### SHORT TASK 1
Using the Flight 93 memorial description, explain why the site's soils needed careful design.
### SHORT TASK 2
From the Flight 93 memorial description, extract the part that opens with the words containing "Given the site" and closes with "of native plantings.".

### QUOTED PASSAGE
FLIGHT 93 MEMORIAL
Shanksville, PA
A commemorative landscape atop a reclaimed mining site
This 2,200 acre National Park Service memorial commemorates the site of the Flight 93 crash in central Pennsylvania. The centerpiece of the Memorial is the bowl-like Field of Honor which is embraced by forty groves of forty trees, one grove for each hero lost in the Flight 93 crash. A circular walkway around the Bowl brings visitors to an overlook of the Sacred Ground where the plane came to rest, planted in a blooming native meadow.
Given the site is atop a former strip mine, the entire design was imagined as a place of healing from both the scars of environmental damage and an unimaginable terrorist act. The site’s soils, heavily damaged by strip mining, required careful design in order to support the warm season meadow restoration and 1600 grove plantings that define the memorial landscape. Collaborating with mine reclamation specialist Dr. James Burger of Virginia Tech, innovative soil building strategies were implemented to create conditions for the flourishing of native plantings.

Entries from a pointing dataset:
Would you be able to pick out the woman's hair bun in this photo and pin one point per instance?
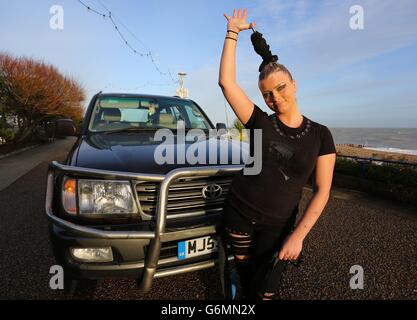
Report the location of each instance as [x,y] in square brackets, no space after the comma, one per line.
[262,48]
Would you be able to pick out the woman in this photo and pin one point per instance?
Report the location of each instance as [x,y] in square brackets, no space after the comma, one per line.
[260,210]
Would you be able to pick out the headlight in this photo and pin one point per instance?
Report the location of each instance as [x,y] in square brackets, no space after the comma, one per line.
[106,197]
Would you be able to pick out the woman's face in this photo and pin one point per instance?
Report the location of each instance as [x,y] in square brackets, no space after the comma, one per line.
[279,92]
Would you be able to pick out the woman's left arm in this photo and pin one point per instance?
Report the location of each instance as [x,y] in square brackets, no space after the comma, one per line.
[321,192]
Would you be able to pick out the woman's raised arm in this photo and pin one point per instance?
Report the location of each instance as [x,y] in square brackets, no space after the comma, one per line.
[241,104]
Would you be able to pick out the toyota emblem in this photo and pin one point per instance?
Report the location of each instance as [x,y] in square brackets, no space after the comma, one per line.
[212,191]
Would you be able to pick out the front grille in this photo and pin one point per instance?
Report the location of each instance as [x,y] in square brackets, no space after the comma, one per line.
[184,195]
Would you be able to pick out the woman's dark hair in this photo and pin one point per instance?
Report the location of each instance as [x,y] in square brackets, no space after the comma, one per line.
[269,64]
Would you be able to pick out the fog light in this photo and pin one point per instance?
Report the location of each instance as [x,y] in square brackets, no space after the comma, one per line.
[92,254]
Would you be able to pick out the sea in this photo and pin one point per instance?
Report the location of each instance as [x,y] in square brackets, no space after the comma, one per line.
[400,140]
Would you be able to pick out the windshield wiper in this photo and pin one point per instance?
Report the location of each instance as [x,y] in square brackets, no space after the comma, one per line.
[130,129]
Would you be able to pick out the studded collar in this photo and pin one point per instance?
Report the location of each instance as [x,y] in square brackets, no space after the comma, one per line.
[291,133]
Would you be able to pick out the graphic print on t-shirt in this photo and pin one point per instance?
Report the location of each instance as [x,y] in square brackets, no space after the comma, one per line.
[281,154]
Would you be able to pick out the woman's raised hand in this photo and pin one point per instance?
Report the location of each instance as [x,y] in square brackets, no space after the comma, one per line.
[238,21]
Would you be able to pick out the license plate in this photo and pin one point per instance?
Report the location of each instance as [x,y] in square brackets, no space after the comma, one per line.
[196,247]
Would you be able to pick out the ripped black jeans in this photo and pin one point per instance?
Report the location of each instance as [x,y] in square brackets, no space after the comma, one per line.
[254,246]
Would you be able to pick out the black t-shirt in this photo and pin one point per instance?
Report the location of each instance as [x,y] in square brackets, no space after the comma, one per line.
[289,157]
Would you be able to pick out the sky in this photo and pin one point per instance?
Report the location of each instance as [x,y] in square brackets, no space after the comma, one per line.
[346,77]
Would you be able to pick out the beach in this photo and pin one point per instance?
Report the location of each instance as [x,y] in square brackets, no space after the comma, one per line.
[358,151]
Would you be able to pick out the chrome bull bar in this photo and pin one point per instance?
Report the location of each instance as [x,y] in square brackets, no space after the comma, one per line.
[152,257]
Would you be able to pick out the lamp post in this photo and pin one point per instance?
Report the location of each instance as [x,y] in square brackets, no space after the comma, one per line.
[182,91]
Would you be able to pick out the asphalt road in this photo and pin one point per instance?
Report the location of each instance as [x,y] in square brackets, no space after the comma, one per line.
[353,230]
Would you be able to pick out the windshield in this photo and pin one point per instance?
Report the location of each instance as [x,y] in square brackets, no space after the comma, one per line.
[117,113]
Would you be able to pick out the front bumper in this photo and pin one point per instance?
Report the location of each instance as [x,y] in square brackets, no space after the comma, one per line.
[137,253]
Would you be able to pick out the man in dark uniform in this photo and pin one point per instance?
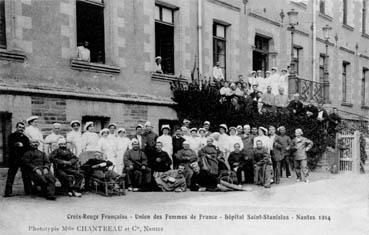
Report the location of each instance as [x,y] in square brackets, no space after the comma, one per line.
[38,166]
[177,141]
[66,168]
[18,144]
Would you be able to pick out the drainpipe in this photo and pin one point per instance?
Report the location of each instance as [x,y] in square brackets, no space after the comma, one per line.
[199,31]
[314,40]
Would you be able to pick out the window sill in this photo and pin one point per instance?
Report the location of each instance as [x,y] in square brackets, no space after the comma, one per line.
[365,35]
[348,27]
[93,67]
[16,56]
[325,16]
[166,78]
[346,104]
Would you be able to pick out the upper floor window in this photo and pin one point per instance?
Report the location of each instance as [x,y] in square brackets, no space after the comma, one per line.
[2,24]
[164,37]
[90,30]
[345,70]
[219,46]
[344,21]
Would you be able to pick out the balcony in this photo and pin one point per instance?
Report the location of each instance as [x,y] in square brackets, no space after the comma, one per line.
[308,90]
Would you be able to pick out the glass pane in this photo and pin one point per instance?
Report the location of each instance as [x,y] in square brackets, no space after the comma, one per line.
[167,15]
[220,31]
[157,13]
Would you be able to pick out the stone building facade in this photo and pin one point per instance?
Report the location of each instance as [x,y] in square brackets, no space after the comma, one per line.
[40,75]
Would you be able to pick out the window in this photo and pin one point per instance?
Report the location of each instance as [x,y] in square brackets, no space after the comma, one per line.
[321,68]
[2,24]
[322,6]
[364,17]
[364,87]
[345,69]
[219,46]
[261,53]
[5,130]
[90,28]
[296,58]
[99,121]
[344,21]
[164,37]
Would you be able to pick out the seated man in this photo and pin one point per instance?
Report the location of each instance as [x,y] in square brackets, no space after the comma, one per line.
[202,180]
[98,168]
[172,180]
[236,162]
[185,157]
[135,162]
[38,166]
[66,168]
[262,165]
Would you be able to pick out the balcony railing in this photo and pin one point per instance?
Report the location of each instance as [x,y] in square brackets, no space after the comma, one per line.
[308,90]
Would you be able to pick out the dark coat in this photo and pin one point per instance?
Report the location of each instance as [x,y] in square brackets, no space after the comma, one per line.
[16,151]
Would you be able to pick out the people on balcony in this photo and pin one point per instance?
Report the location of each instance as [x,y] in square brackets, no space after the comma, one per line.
[218,72]
[158,68]
[83,53]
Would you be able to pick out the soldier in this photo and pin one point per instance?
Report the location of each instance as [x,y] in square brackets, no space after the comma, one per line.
[38,166]
[18,144]
[66,169]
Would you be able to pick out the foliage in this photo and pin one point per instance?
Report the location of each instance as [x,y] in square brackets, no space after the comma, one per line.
[203,104]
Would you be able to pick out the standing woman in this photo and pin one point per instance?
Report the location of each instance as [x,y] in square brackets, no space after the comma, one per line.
[123,143]
[107,147]
[33,132]
[167,143]
[89,138]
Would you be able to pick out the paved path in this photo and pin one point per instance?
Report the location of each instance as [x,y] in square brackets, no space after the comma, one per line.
[341,198]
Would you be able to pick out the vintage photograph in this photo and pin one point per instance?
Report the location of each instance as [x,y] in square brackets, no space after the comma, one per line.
[184,117]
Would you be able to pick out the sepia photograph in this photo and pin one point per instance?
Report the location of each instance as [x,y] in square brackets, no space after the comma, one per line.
[184,117]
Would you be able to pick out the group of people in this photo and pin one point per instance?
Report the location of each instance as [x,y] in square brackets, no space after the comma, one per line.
[192,158]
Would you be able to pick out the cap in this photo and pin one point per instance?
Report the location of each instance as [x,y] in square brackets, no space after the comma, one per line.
[30,119]
[74,122]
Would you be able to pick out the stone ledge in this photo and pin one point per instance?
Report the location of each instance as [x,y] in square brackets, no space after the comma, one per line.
[16,56]
[93,67]
[167,78]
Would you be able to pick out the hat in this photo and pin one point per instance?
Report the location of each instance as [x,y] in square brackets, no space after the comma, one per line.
[104,130]
[135,141]
[139,126]
[193,129]
[30,119]
[264,130]
[56,125]
[62,140]
[121,130]
[74,122]
[224,126]
[88,124]
[112,124]
[186,121]
[148,124]
[165,127]
[202,129]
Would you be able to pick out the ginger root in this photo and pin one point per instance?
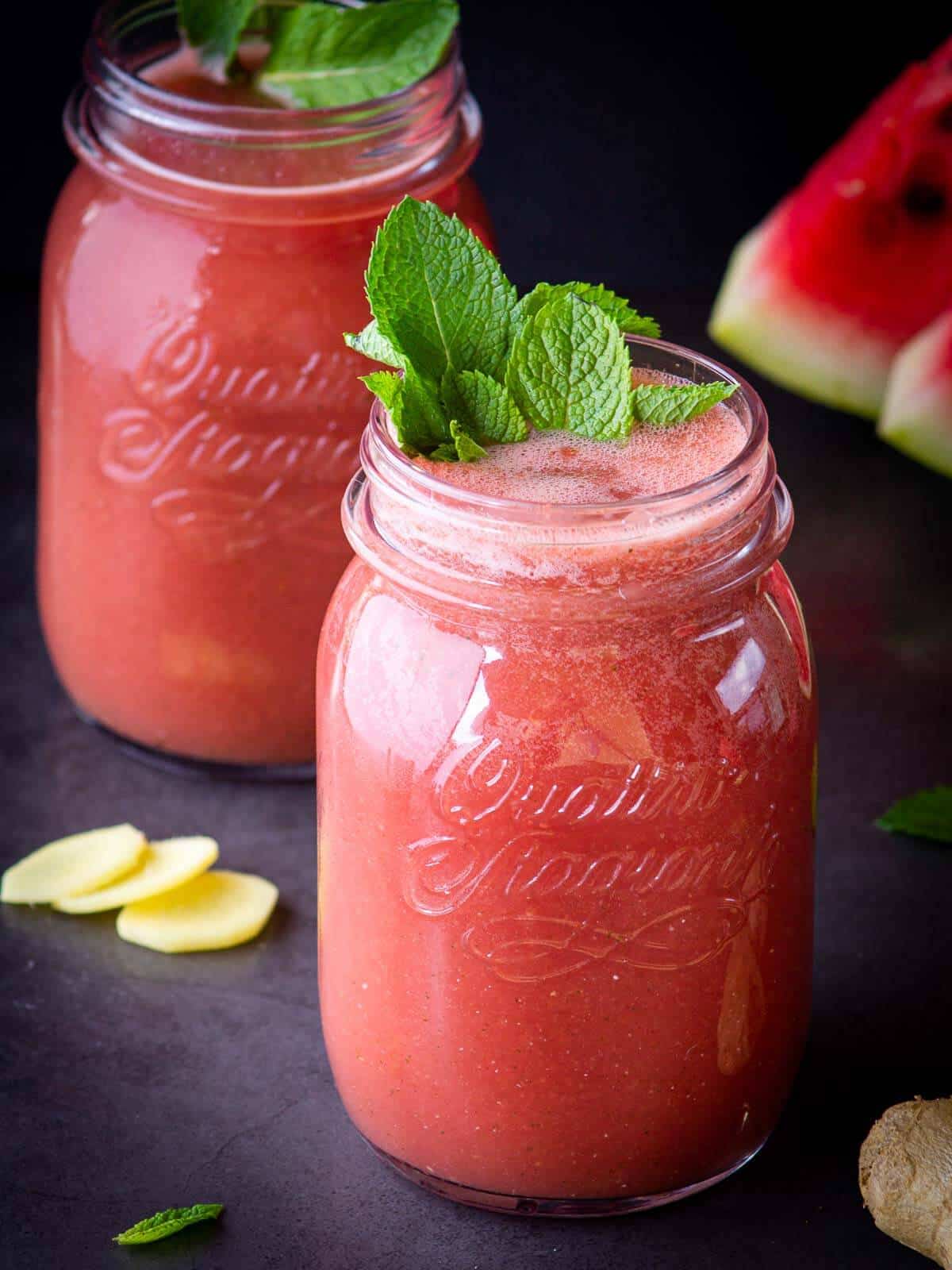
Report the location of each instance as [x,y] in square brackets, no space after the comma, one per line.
[905,1175]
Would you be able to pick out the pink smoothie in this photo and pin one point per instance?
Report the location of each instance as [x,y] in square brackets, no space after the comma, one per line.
[565,861]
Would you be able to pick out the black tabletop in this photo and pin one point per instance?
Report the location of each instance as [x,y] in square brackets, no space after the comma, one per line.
[133,1081]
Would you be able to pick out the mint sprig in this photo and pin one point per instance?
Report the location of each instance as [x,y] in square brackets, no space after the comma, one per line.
[324,56]
[570,370]
[666,404]
[924,814]
[484,406]
[321,55]
[619,309]
[168,1222]
[215,29]
[374,344]
[475,366]
[438,295]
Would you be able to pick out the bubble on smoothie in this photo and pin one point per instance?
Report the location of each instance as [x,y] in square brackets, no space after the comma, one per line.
[568,470]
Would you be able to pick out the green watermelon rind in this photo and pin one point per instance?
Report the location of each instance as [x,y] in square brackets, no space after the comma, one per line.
[793,340]
[917,410]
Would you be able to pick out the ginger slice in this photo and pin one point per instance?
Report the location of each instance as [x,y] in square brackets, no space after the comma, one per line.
[219,910]
[905,1175]
[164,867]
[74,865]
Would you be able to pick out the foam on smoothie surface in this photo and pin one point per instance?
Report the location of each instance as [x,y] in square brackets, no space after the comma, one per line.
[569,470]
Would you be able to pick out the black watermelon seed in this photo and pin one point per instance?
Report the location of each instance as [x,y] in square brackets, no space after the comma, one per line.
[924,200]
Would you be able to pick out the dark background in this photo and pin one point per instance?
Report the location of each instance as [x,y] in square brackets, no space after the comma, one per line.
[628,145]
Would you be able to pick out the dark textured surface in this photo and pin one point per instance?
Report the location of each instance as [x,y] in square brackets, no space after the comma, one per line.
[131,1081]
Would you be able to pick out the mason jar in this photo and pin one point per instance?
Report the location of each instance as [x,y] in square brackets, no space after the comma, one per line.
[566,764]
[198,412]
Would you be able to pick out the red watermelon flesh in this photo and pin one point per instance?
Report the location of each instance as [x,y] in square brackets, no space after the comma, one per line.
[858,258]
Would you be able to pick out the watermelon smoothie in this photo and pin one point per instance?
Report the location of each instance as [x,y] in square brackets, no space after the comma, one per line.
[200,414]
[566,743]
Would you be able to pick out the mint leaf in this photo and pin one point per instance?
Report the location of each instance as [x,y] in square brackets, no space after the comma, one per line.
[325,56]
[215,27]
[438,295]
[372,344]
[466,448]
[414,406]
[570,368]
[926,814]
[668,404]
[167,1223]
[444,454]
[486,406]
[387,385]
[616,306]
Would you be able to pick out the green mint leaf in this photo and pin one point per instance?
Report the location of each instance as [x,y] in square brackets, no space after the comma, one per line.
[325,56]
[619,309]
[215,27]
[486,406]
[444,454]
[438,295]
[927,814]
[466,448]
[387,385]
[414,406]
[167,1223]
[570,368]
[664,406]
[374,344]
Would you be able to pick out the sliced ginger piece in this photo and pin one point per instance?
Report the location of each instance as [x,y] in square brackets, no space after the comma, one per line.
[74,865]
[216,911]
[164,867]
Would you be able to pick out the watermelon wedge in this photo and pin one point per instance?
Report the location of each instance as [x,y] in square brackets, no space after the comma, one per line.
[917,414]
[854,262]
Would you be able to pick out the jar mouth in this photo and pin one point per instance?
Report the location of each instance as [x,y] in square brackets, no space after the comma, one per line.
[382,457]
[258,164]
[106,60]
[482,550]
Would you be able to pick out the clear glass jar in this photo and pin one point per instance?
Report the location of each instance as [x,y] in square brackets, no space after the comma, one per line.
[200,414]
[566,762]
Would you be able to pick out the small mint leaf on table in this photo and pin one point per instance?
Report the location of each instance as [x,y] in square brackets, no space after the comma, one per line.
[325,56]
[926,814]
[663,406]
[619,309]
[374,344]
[169,1222]
[484,406]
[438,295]
[215,27]
[570,368]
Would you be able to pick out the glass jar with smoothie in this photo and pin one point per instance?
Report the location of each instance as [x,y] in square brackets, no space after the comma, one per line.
[566,755]
[200,416]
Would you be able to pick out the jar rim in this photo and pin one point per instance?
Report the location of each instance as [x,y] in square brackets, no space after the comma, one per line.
[381,456]
[708,537]
[171,111]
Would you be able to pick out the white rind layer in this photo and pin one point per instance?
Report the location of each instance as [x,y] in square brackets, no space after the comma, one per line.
[793,340]
[917,413]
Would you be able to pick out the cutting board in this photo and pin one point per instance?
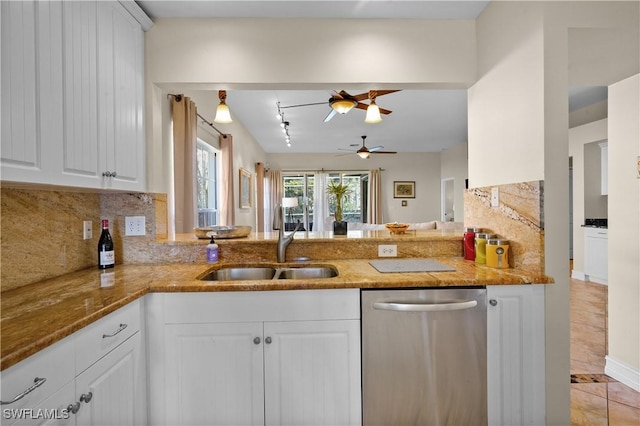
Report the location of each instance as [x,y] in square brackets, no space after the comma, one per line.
[410,265]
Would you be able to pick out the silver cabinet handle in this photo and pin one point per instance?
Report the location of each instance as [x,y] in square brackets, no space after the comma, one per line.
[73,408]
[424,307]
[122,327]
[37,382]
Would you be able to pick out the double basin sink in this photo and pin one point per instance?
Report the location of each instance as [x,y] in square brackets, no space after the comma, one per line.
[251,273]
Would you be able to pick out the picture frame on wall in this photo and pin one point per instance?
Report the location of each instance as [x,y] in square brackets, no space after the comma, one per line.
[246,188]
[404,189]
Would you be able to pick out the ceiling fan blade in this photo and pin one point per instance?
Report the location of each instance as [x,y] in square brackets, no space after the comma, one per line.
[361,96]
[385,92]
[330,115]
[362,106]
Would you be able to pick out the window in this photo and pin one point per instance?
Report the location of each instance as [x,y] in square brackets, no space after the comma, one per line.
[301,185]
[207,184]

### COMPLETE RESPONSE 1
The site sits atop a former strip mine, so its soils were heavily damaged. They needed careful design to support the warm season meadow restoration and the 1600 grove plantings that define the memorial landscape.

### COMPLETE RESPONSE 2
Given the site is atop a former strip mine, the entire design was imagined as a place of healing from both the scars of environmental damage and an unimaginable terrorist act. The site’s soils, heavily damaged by strip mining, required careful design in order to support the warm season meadow restoration and 1600 grove plantings that define the memorial landscape. Collaborating with mine reclamation specialist Dr. James Burger of Virginia Tech, innovative soil building strategies were implemented to create conditions for the flourishing of native plantings.